**What is required**
Reproduce without any change the lines of the data below, beginning with the line that contains "In the photo above, where can the taillight" and continuing through the end of the data.

**Recorded data**
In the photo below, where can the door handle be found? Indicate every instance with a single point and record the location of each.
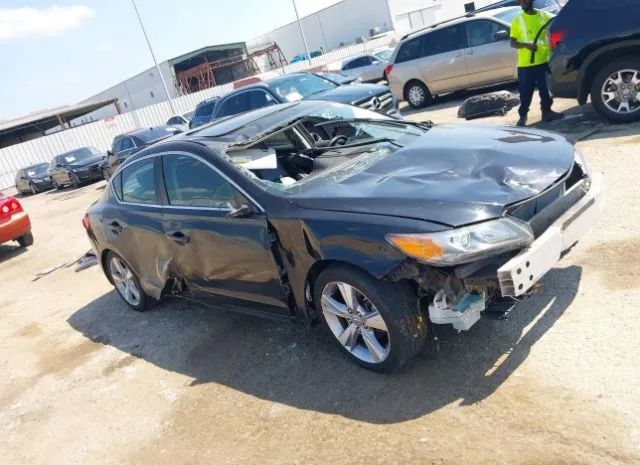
(115, 227)
(178, 236)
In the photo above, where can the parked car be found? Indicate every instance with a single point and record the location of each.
(339, 78)
(204, 112)
(33, 179)
(127, 144)
(598, 57)
(330, 213)
(465, 53)
(180, 121)
(76, 167)
(15, 224)
(369, 67)
(552, 6)
(294, 87)
(303, 56)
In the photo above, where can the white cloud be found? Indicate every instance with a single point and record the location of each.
(45, 22)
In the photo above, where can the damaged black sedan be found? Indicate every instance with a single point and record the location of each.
(337, 215)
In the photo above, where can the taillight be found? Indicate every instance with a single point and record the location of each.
(10, 206)
(555, 39)
(85, 221)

**Final result**
In the photo above, where can the taillight be found? Indicate every instance with a single point and record the location of each.
(10, 206)
(555, 39)
(85, 221)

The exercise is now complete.